┌──

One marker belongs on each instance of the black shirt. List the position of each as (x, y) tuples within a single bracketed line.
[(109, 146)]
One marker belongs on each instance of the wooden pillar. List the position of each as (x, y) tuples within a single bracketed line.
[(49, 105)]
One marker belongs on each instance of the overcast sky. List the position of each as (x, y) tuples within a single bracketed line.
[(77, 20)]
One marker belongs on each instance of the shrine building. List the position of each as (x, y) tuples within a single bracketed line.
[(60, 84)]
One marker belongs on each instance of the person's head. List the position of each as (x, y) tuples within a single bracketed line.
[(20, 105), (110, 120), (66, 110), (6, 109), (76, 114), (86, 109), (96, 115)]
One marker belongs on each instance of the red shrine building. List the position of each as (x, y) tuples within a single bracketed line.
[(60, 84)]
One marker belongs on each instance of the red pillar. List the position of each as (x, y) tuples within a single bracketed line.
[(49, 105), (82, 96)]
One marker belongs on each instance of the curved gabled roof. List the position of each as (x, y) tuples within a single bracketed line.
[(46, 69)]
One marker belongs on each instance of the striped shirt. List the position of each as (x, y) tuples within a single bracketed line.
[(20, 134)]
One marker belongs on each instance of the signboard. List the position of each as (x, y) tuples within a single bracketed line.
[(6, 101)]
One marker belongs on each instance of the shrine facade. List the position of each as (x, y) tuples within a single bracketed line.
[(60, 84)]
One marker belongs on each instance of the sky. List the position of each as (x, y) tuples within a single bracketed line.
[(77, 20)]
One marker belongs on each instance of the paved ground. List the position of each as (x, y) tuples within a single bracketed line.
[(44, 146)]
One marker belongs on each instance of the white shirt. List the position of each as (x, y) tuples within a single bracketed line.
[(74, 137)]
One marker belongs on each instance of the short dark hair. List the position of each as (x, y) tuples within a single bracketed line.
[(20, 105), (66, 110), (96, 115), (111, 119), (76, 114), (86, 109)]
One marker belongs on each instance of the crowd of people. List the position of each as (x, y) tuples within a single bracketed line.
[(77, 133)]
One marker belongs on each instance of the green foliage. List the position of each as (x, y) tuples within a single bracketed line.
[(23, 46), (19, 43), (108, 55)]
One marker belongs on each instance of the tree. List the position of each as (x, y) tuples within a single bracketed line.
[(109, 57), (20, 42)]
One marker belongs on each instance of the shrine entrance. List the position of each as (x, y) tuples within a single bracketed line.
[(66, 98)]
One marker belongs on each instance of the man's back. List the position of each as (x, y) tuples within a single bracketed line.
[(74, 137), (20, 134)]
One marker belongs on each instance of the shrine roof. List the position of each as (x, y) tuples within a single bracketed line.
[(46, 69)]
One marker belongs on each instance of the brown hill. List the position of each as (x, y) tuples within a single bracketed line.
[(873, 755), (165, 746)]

└──

### REQUEST
Copy out every line of the data above, unchanged.

### EXERCISE ANSWER
One marker belongs on each instance of the black shirt. List the position of each as (x, y) tuples within a single bracketed line.
[(109, 146)]
One marker belongs on each instance of the wooden pillar. List the position of each as (x, y) tuples within a single bracketed line.
[(49, 105)]
One marker belongs on each instance of the overcast sky. List the position of each as (x, y) tuples within a single bracketed line.
[(77, 20)]
One marker belongs on each instance of the shrine building. List the position of each as (x, y) tuples within a single bracketed line.
[(60, 84)]
One marker belongs on each instance of the person's head. List the position of each as (x, y) tuples within a single bracketed line.
[(20, 105), (110, 120), (66, 110), (6, 109), (76, 114), (86, 109), (96, 115)]
One marker belongs on each instance of the red shrine building. List the position of each as (x, y) tuples within a single bracketed line.
[(60, 84)]
One marker belongs on each instance of the red pillar. List the position of each as (x, y) tuples within a single bracketed line.
[(49, 105), (82, 96)]
One marker belongs on each instance of the curved gabled roof. List the position of each as (x, y) tuples within a single bracketed line.
[(46, 69)]
One marker belongs on each instance of the striped shirt. List the position of each as (x, y) tuples within a single bracketed line.
[(20, 134)]
One marker belongs on each instance of the signboard. List the position of each as (x, y) tuples within a single bracketed line.
[(6, 101)]
One marker belongs on each instance of the shrine facade. List the position of each as (x, y) tuples within a single bracketed line.
[(60, 84)]
One marker belongs on each instance of the sky. List the position of each as (x, y) tuples within a single bracketed line.
[(77, 20)]
One marker belongs on each instance of the paved ground. List the position of each as (x, y) tuples within a single bracketed line.
[(44, 146)]
One marker belongs on each instance of the white shirt. List the position of each as (x, y) tuples within a single bracketed line.
[(74, 137)]
One marker belongs on each instance of the short dark hair. List the position of each as (x, y) tuples within a single bracketed line.
[(20, 105), (66, 110), (96, 115), (111, 119), (76, 114), (86, 109)]
One marker belongs on each instance of the crowd of people. List the position of each as (x, y) tuples within a single bracketed line.
[(77, 133)]
One marker belongs on each instance of the green foliage. List the position of each as (x, y) tuples within a single bracketed line.
[(23, 46), (19, 43), (108, 55)]
One marker belongs on each instance of the tree. List the position of each as (x, y) tuples within a single bracketed line.
[(109, 57), (20, 42)]
One marker belongs on each instance of the shrine entrance. List the position of each as (x, y) tuples within a single bracketed line.
[(66, 98)]
One marker belongs on each instance of the man's back. List the position of each as (x, y) tuples within a single bracketed line.
[(74, 137), (20, 134)]
One marker belongs on each instance of the shrine roof. List the position of each as (x, y) tuples within a single bracketed line.
[(46, 69)]
One marker belongs on each instance of the brown hill. List the position of each as (x, y) tuples within a single bracketed line.
[(873, 755), (165, 746)]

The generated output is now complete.